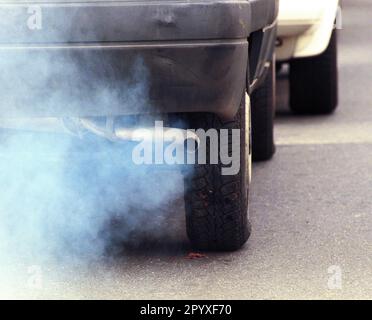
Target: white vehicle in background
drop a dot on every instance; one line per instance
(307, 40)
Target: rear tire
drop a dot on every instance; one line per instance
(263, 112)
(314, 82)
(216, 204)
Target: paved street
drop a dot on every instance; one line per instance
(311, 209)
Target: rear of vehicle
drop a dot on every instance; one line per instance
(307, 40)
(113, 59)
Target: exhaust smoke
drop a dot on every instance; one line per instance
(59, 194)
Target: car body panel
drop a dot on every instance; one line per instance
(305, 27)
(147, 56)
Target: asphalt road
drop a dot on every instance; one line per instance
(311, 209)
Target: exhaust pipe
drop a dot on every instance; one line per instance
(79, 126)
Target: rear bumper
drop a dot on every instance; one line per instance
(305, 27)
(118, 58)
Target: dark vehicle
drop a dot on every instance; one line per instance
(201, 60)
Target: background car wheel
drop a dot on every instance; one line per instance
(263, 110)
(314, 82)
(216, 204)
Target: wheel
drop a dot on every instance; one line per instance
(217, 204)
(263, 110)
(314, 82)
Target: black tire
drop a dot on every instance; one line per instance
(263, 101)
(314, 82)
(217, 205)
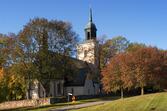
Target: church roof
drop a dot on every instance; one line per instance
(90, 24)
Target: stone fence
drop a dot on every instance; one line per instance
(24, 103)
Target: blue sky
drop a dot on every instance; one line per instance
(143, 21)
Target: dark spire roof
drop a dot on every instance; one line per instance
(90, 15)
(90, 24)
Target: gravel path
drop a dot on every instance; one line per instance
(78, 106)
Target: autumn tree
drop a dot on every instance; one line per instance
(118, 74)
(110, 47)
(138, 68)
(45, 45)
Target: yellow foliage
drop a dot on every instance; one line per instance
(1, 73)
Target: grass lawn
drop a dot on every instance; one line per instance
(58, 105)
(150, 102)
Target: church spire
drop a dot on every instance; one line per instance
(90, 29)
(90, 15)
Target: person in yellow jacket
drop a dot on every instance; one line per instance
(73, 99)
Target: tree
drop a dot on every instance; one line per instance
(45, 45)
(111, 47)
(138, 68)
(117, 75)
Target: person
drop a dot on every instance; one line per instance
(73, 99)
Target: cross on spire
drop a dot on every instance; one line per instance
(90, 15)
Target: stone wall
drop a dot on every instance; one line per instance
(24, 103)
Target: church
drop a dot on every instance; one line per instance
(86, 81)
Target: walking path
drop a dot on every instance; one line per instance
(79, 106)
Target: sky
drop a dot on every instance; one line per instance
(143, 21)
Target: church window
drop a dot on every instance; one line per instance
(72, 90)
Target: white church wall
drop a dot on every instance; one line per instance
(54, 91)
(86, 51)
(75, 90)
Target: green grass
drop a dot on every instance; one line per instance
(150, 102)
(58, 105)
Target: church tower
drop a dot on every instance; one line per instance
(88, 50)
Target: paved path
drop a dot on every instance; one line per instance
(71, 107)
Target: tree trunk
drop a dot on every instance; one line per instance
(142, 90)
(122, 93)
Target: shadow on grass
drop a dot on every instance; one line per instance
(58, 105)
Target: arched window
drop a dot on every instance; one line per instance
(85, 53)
──────
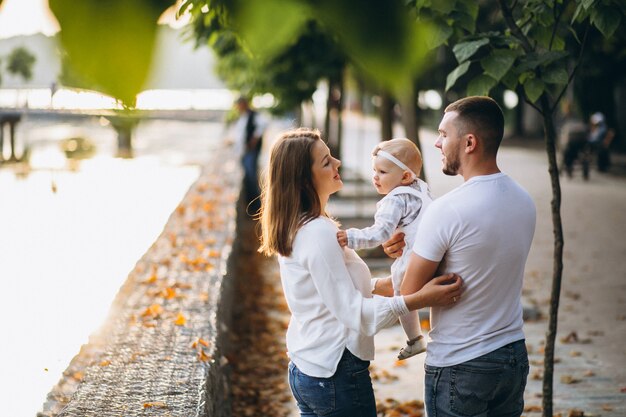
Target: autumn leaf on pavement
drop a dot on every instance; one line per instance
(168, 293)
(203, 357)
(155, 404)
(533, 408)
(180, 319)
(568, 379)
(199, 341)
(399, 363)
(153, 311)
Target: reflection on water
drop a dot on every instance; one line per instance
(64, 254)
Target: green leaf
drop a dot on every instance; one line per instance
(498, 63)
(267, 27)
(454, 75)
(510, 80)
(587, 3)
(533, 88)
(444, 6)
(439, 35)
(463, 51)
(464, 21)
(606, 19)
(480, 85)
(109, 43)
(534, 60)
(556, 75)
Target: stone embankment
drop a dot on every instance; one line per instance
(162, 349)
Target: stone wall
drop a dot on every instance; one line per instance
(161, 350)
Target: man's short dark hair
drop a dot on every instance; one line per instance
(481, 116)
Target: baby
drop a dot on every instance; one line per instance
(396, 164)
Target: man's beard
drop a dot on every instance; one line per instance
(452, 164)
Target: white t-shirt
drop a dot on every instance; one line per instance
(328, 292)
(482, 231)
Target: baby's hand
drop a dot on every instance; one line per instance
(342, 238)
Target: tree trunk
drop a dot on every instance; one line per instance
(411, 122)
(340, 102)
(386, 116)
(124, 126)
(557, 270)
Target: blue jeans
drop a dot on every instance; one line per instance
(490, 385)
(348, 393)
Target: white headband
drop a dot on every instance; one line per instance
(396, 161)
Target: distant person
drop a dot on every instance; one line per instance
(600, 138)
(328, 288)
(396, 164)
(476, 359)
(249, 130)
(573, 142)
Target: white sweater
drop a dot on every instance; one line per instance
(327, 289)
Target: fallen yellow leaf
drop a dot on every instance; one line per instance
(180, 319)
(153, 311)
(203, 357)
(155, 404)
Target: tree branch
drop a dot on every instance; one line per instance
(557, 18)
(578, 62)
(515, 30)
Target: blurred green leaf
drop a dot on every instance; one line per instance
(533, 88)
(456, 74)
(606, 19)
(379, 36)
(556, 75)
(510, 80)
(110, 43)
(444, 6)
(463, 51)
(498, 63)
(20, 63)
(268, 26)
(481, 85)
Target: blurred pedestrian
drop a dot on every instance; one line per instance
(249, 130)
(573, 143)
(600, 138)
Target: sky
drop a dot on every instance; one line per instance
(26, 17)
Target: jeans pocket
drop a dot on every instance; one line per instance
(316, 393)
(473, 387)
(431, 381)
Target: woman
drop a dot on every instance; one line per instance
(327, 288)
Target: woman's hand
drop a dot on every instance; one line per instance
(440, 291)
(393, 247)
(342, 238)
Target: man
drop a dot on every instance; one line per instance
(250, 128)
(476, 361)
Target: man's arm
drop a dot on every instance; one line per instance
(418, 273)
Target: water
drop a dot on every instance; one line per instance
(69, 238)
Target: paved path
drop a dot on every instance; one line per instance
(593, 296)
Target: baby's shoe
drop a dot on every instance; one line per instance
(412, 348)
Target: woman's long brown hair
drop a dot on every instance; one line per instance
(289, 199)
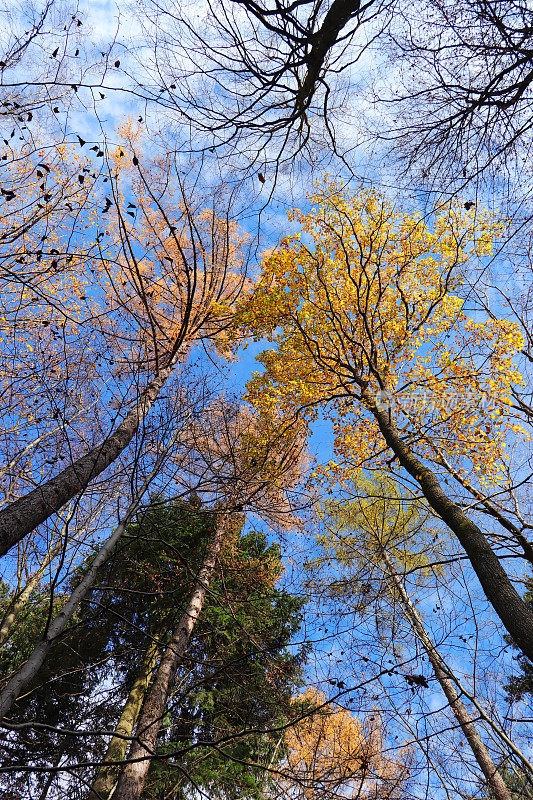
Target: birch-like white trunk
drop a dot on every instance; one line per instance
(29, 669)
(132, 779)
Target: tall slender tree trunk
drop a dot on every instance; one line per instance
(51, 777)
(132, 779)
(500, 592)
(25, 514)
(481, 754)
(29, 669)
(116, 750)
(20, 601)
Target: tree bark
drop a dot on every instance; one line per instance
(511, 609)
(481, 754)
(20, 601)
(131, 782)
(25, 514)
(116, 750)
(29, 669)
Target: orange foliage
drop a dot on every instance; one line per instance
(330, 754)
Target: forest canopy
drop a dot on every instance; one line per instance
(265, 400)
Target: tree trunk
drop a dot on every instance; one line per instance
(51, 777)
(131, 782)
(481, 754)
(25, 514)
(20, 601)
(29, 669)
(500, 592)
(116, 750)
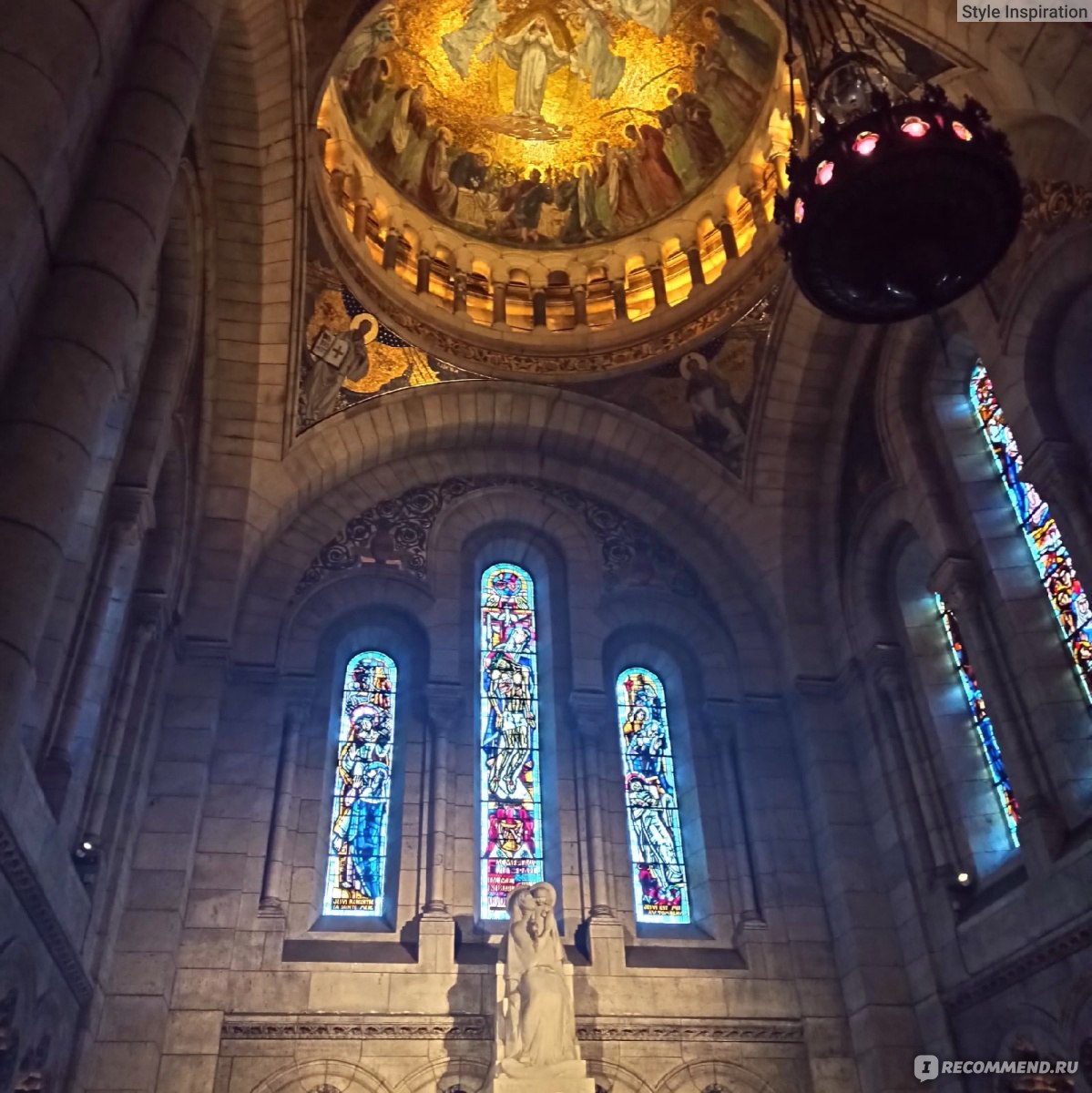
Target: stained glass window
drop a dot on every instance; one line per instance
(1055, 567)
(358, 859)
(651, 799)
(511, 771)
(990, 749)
──────
[The request] Select every line in the items above that contains the word "hand", and copy each one out. Treat case as significant.

[Result of the task]
Target: baby's hand
Target: woman's hand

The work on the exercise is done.